§ Problem details: Change every "leafy tree" to "oak tree" in everything from the start of the material down to the line containing "# a ring inside", both ends included. Return only those lines, with nothing else altered.

## START Given information

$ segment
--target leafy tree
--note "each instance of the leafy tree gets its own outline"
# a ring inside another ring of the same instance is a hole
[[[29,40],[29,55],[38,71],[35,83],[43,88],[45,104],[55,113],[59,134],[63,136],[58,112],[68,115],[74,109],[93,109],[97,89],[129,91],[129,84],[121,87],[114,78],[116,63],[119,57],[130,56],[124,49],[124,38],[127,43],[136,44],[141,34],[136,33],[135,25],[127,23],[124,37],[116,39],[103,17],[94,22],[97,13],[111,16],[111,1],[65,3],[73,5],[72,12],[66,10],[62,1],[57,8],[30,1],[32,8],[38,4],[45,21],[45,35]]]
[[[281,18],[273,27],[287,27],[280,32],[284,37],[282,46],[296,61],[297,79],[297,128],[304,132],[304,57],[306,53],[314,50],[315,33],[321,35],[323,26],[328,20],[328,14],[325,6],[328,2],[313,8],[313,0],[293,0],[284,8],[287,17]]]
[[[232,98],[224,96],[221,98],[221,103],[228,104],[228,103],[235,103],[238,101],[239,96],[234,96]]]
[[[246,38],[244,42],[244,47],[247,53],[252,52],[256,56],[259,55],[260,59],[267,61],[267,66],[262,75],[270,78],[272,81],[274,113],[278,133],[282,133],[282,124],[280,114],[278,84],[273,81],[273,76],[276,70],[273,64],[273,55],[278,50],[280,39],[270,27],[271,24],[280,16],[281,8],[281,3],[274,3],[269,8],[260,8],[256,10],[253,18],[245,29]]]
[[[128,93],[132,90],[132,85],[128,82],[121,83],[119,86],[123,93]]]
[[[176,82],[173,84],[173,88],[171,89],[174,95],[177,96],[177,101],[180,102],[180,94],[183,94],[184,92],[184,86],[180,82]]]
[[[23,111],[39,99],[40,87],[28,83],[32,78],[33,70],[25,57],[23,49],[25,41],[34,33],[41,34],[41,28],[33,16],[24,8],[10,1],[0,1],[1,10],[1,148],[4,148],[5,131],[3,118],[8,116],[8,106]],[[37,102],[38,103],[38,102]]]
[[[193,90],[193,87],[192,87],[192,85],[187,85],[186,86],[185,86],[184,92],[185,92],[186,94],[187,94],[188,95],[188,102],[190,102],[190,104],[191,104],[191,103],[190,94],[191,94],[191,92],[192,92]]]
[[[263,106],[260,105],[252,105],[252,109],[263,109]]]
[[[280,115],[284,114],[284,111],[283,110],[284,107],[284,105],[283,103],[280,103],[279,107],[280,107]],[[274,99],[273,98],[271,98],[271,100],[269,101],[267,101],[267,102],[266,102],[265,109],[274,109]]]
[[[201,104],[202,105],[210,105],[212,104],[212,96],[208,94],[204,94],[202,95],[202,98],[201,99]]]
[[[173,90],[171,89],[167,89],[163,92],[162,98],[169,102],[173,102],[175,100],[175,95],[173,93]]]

## END Given information

§ Task output:
$ segment
--target oak tree
--note "each instance of the oak tree gets its own outline"
# a ring inside another ring of the same instance is a hole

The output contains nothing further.